Extrait du texte:
::::

Les patrons sociaux veulent se faire entendre

Les employeurs de l’économie sociale demandent leur reconnaissance et mènent campagne pour les prud’homales de décembre. Les explications de Sébastien Darrigrand, délégué général d’une organisation atypique.

Philippe Chibani-Jacquot  • 10 juillet 2008 abonné·es

Vous avez demandé officiellement au ministre du Travail que l’Union de syndicats et groupements d’employeurs représentatifs dans l’économie sociale (Usgeres) [^2] devienne une organisation d’employeurs représentative. Pourquoi maintenant ?

Sébastien Darrigrand : La loi sur le dialogue social du 31 janvier 2007 et la position commune signée le 9 avril 2008 sur la représentativité syndicale des salariés affirment la volonté des pouvoirs publics de revoir les règles. Nous disons que la position commune ne doit être qu’une étape qui doit nous amener à ouvrir le dialogue sur la représentativité patronale. Le Medef représente une très grande partie des entreprises dans ce pays, mais il s’agit de ­prendre en compte aujourd’hui les employeurs de l’économie sociale, qui ne sont représentés nulle part.

Illustration - Les patrons sociaux veulent se faire entendre


Un enjeu important pour les employeurs sociaux. Guez/AFP

Comment expliquer cette absence de reconnaissance jusqu’à aujourd’hui ?

::::

Lignes:
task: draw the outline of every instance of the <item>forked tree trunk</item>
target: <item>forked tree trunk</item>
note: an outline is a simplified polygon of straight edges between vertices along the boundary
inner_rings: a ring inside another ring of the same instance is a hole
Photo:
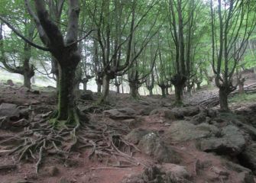
[[[75,105],[76,66],[59,68],[58,115],[57,120],[68,123],[76,122]]]
[[[220,110],[222,111],[229,111],[228,104],[228,93],[224,88],[219,88],[219,96]]]

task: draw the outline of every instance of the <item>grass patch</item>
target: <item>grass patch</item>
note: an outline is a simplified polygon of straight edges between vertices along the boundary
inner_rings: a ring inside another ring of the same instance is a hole
[[[233,98],[228,99],[231,103],[245,102],[245,101],[255,101],[256,93],[254,94],[239,94]]]

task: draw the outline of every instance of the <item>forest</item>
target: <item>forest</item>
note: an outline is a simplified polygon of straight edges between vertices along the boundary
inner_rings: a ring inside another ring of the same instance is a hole
[[[0,0],[0,183],[254,183],[255,140],[255,0]]]

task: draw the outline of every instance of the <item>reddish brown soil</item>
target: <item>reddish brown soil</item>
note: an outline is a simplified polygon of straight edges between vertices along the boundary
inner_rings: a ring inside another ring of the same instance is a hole
[[[116,102],[114,107],[131,107],[139,111],[145,108],[141,101],[134,101],[130,100],[126,95],[115,96],[112,95],[112,98]],[[161,99],[157,97],[153,98],[143,98],[143,101],[148,103],[154,108],[159,108],[163,105],[168,105],[170,102],[170,98]],[[54,95],[49,92],[41,92],[40,95],[33,94],[31,92],[21,92],[18,88],[11,87],[2,86],[0,88],[0,104],[14,103],[18,105],[34,105],[37,108],[37,113],[44,113],[51,111],[54,108]],[[44,110],[45,109],[45,110]],[[152,130],[158,131],[161,134],[161,137],[164,138],[164,133],[168,127],[168,124],[171,121],[167,121],[164,117],[160,116],[140,116],[141,123],[136,124],[136,127],[143,129]],[[105,117],[100,113],[91,114],[91,118],[93,120],[97,120],[99,123],[105,123],[106,125],[115,125],[120,129],[124,128],[124,124],[118,120],[114,120],[109,117]],[[133,128],[130,127],[130,130]],[[122,132],[125,135],[128,132]],[[0,134],[14,134],[8,130],[0,130]],[[206,178],[212,176],[212,167],[219,167],[223,169],[227,169],[222,165],[222,158],[196,149],[193,142],[186,142],[184,143],[176,144],[174,142],[167,142],[172,146],[182,156],[181,165],[187,168],[188,171],[193,176],[193,182],[205,183]],[[1,149],[0,146],[0,149]],[[0,182],[1,183],[11,183],[18,182],[18,179],[26,179],[28,182],[37,182],[37,183],[56,183],[59,182],[60,179],[65,178],[70,182],[77,183],[119,183],[125,176],[129,176],[134,174],[138,174],[143,171],[144,165],[141,164],[138,165],[133,165],[128,168],[116,168],[109,165],[107,162],[108,159],[89,159],[88,156],[91,149],[83,150],[72,155],[70,159],[71,162],[66,163],[62,162],[56,156],[44,157],[45,161],[39,171],[39,174],[35,174],[35,161],[32,160],[31,162],[21,161],[17,162],[15,156],[2,156],[0,154],[0,165],[18,163],[18,169],[10,171],[0,170]],[[154,164],[156,161],[147,156],[140,152],[134,154],[134,158],[138,159],[138,162],[143,162],[147,165]],[[203,170],[200,173],[195,172],[195,164],[196,161],[211,160],[212,165],[206,169]],[[72,164],[72,165],[70,165]],[[56,176],[50,176],[49,173],[44,171],[45,167],[48,166],[57,167],[60,173]],[[232,171],[227,170],[229,173],[228,181],[217,179],[211,182],[230,182],[239,183],[237,181],[237,173]],[[26,181],[21,181],[26,182]]]

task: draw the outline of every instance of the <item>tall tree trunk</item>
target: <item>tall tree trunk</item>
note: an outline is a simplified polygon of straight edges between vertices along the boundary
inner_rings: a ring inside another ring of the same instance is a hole
[[[153,88],[152,88],[152,87],[150,87],[147,89],[149,91],[149,95],[153,96]]]
[[[120,85],[116,85],[116,92],[120,93]]]
[[[133,98],[138,98],[138,85],[135,82],[129,82],[129,86],[130,86],[130,95]]]
[[[222,111],[229,111],[228,105],[228,94],[227,93],[226,90],[222,88],[219,88],[219,96],[220,110]]]
[[[174,85],[175,88],[175,103],[177,104],[182,104],[183,103],[183,88],[182,85]]]
[[[97,93],[102,92],[102,85],[99,83],[97,83]]]
[[[201,89],[201,82],[197,82],[197,83],[196,83],[196,89],[197,89],[197,90]]]
[[[30,75],[30,73],[24,73],[24,85],[27,87],[28,88],[31,88],[31,78],[32,76]]]
[[[83,91],[86,91],[87,90],[87,81],[83,82]]]
[[[164,86],[160,86],[160,88],[161,88],[162,98],[166,98],[166,88]]]
[[[102,96],[99,98],[99,104],[102,103],[105,101],[107,98],[109,93],[109,82],[110,82],[110,78],[108,75],[105,75],[103,77],[103,85],[102,85]]]
[[[60,121],[66,124],[76,122],[76,108],[75,105],[75,77],[76,66],[59,68],[58,115]]]
[[[166,95],[169,95],[169,88],[168,87],[165,88],[165,93],[166,93]]]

::::

Consignes:
- 1) Recopiez le passage de l'entretien sur les employeurs de l'économie sociale qui commence à « Vous avez demandé » et se termine à « représentés nulle part. ».
- 2) Prolongez l'entretien sur les employeurs de l'économie sociale à partir de sa dernière phrase.

Réponses:
- 1)
Vous avez demandé officiellement au ministre du Travail que l’Union de syndicats et groupements d’employeurs représentatifs dans l’économie sociale (Usgeres) [^2] devienne une organisation d’employeurs représentative. Pourquoi maintenant ?

Sébastien Darrigrand : La loi sur le dialogue social du 31 janvier 2007 et la position commune signée le 9 avril 2008 sur la représentativité syndicale des salariés affirment la volonté des pouvoirs publics de revoir les règles. Nous disons que la position commune ne doit être qu’une étape qui doit nous amener à ouvrir le dialogue sur la représentativité patronale. Le Medef représente une très grande partie des entreprises dans ce pays, mais il s’agit de ­prendre en compte aujourd’hui les employeurs de l’économie sociale, qui ne sont représentés nulle part.

- 2)
La structuration de la représentation des employeurs de l’économie sociale est récente. L’Usgeres a été créée en 1994, et l’organisation s’est donné la possibilité de négocier des accords collectifs de travail en 2004, autant dire hier. Un deuxième élément est qu’il existe en France une certaine tradition autour de quelques organisations patronales reconnues il y a longtemps par les pouvoirs publics, soit virtuellement, soit par le biais d’actions progressives sous forme de contentieux ou autre. Je pense à la Confédération générale des petites et moyennes entreprises (CGPME), qui a, petit à petit, obtenu la reconnaissance de la spécificité des PME, à l’Union professionnelle artisanale (UPA), à l’Union nationale des professions libérales (Unapl) et à la FNSEA, pour une partie des agriculteurs. Restent maintenant les représentants de l’économie sociale. Mais, du point de vue du code du travail, le Medef est l’organisation interprofessionnelle qui représente toutes les entreprises de France.

Avez-vous eu des éléments de réponse à votre demande ?

Pour l’instant, on a le sentiment que les choses ne se feront que si le Medef est au moins consulté. Les pouvoirs publics nous disent : on prendra une position politique sur la question, mais cela se fera en tenant compte de la position des acteurs légitimés dans le paysage, le Medef étant de ceux-là. Nous avons demandé à plusieurs reprises à être reçus par Laurence Parisot, sa présidente. Nous n’avons pas obtenu d’invitation en retour. Pourtant, si l’on a pu créer des conditions de mesure objective de la représentation des organisations syndicales de salariés à travers la position commune, il faut pouvoir trouver des conditions de mesure objective de la représentation des organisations patronales. Nous en proposons cinq : le poids socio-économique, la capacité à contribuer à la richesse nationale, la représentativité des accords dans les champs professionnels couverts, le statut juridique, l’audience mesurée à travers un certain nombre d’élections, notamment les prud’homales.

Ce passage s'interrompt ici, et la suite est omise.